### [Dokumentauszug]
Sieht man etwas genauer hin, zeigt sich: Hinter diesen falschen Vorstellungen stehen unrealistische, rückwärtsgewandte weltanschauliche Erwartungen, die nicht nur der russischen Führung, sondern auch vielen anderen Politikern auf der Welt eigen sind. Sie basieren auf der Vorstellung, man könne in der modernen Welt eine frühere, verlorengegangene politische, soziale und internationale Ordnung wiederherstellen – während bei Donald Trump der entsprechende Slogan „make America great again“ lautete, erklang in Russland die Drohung „Wir können das wiederholen“. Es überrascht nicht, dass bei einer solchen Herangehensweise alternative Annahmen über die Lage im Ausland nicht ernsthaft diskutiert oder zumindest bei der Entscheidung ausgeklammert wurden.
Wiederholung der Vergangenheit
Es ist sehr wahrscheinlich, dass die „militärische Spezialoperation“ in der Ukraine von der russischen Regierung als Extrapolation ihrer bisherigen Erfahrung mit der Angliederung der Krim 2014 verstanden wurde, die Putin laut eigenen Angaben im Alleingang beschlossen hatte. Man darf nicht vergessen, dass die Krim in den Augen der russischen Regierung eine Erfolgsgeschichte war: Die innenpolitische Unterstützung dieser Aktion fiel sehr stark aus, während die Ukraine nicht in der Lage war, sich dem Vorgehen des Kreml zu widersetzen, und die vom Westen auferlegten Kosten hielten sich in Grenzen.

### [Extrahierte Zeilen]

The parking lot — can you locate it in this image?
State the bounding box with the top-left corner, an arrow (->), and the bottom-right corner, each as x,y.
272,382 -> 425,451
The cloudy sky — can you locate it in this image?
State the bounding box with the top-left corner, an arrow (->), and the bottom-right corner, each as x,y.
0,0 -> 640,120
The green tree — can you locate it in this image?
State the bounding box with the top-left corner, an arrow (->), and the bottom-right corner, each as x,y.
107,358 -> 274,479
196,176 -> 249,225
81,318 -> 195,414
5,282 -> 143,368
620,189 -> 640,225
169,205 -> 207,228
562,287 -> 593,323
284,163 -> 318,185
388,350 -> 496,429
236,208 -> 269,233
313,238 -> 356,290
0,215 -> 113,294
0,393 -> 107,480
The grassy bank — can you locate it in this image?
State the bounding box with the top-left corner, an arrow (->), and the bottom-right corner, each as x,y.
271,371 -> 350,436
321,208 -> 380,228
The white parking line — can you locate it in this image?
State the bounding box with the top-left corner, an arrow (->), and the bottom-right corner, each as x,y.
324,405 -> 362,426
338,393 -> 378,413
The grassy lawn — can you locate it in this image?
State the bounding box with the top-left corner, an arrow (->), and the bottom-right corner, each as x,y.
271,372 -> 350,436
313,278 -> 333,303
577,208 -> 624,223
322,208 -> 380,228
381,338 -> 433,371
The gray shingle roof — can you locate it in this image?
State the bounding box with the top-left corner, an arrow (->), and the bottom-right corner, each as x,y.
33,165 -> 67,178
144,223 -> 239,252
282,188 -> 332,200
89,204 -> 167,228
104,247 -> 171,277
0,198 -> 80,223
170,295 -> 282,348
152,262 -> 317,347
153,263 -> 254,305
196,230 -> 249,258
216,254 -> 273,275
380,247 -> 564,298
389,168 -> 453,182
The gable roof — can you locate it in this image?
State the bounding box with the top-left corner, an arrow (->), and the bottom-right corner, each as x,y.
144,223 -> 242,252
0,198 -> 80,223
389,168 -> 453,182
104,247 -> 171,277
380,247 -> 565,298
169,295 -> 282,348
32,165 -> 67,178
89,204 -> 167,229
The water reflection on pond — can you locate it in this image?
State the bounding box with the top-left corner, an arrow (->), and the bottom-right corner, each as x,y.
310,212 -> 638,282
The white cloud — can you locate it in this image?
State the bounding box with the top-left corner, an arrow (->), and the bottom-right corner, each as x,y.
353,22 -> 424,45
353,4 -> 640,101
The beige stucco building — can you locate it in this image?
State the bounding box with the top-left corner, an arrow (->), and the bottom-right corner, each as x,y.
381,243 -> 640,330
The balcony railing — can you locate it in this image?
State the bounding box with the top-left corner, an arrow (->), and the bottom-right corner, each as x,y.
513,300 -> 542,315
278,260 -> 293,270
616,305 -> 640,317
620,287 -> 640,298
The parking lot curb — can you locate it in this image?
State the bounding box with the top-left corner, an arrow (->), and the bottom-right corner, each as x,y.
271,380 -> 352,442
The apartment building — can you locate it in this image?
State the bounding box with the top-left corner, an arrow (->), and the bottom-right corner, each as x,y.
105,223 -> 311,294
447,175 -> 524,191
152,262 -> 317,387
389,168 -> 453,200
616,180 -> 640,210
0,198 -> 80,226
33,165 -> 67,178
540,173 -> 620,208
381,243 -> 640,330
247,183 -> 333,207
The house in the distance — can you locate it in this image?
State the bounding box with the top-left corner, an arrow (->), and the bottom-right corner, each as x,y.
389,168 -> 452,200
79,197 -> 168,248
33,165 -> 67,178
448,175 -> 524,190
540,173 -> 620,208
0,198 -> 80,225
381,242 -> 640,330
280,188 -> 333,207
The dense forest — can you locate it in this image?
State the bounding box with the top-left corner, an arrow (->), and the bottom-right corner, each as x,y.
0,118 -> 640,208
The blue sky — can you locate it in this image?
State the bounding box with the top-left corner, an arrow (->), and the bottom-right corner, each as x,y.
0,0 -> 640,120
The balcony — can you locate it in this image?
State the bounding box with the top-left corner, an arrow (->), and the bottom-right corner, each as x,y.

### [Arbeitsauftrag 1]
Beantworte anhand des Textauszugs über die Krim und die Ukraine die folgenden Fragen.
(a) Welcher Slogan wird im Textauszug Donald Trump zugeordnet?
(b) Wer hat laut eigenen Angaben die Angliederung der Krim im Alleingang beschlossen?
(c) Wie fiel die innenpolitische Unterstützung der Krim-Aktion aus?
### [Arbeitsauftrag 2]
Schreibe aus dem Textauszug über die Krim und die Ukraine die Stelle von „Wiederholung der Vergangenheit“ bis „sich in Grenzen.“ wortgetreu ab.
### [Arbeitsauftrag 3]
Führe den Textauszug über die Krim und die Ukraine nach seinem letzten Satz weiter.

### [Antwort 1]
(a) „make America great again“
(b) Putin
(c) Sie fiel sehr stark aus.

### [Antwort 2]
Wiederholung der Vergangenheit
Es ist sehr wahrscheinlich, dass die „militärische Spezialoperation“ in der Ukraine von der russischen Regierung als Extrapolation ihrer bisherigen Erfahrung mit der Angliederung der Krim 2014 verstanden wurde, die Putin laut eigenen Angaben im Alleingang beschlossen hatte. Man darf nicht vergessen, dass die Krim in den Augen der russischen Regierung eine Erfolgsgeschichte war: Die innenpolitische Unterstützung dieser Aktion fiel sehr stark aus, während die Ukraine nicht in der Lage war, sich dem Vorgehen des Kreml zu widersetzen, und die vom Westen auferlegten Kosten hielten sich in Grenzen.

### [Antwort 3]
Im Kreml hatte man wohl angenommen, 2022 würde alles ungefähr so ablaufen wie 2014, nur größer
Abgesehen vom Abschuss der malaysischen Boeing im Juli 2014 über dem Donbass interessierten sich die Establishments von Europa und Amerika nicht wirklich für Russlands Umgang mit der Ukraine, und mithilfe mächtiger Unterstützungsgruppen in den USA und in Europa konnte die russische Führung die schwersten Sanktionen, die dem Kreml drohten, ausbremsen. Diese früheren Erfolge weckten also die Erwartung, dass sich der Westen, der in den letzten Jahren diverse Misserfolge erlebt hatte – vom Brexit über den Sturm auf das Kapitol bis zur Flucht der USA aus Afghanistan – in einem unaufhaltbaren Niedergang befände und prinzipiell nicht zum entschlossenen Widerstand gegen Russland in der Lage wäre. Daher wurden die Dimensionen des Widerstands gegen die „militärische Spezialoperation“ in der Ukraine und international nicht so genau kalkuliert: Im Kreml hatte man wohl angenommen, 2022 würde alles ungefähr so ablaufen wie 2014, nur größer. Aber bald wurde klar: Man kann nicht zweimal in denselben Fluss steigen.
Die Folgen der fatalen Selbstüberschätzung, die die russische Regierung bei der Entscheidung über die „militärische Spezialoperation“ in der Ukraine an den Tag gelegt hat, ließen nicht lang auf sich warten und bestimmten die weitere Entwicklung des Landes und der Welt. Doch noch ist unklar, welche Lehren die Machthaber in Russland daraus ziehen und ob ihre zukünftigen Entscheidungen nicht noch unheilvoller sein werden.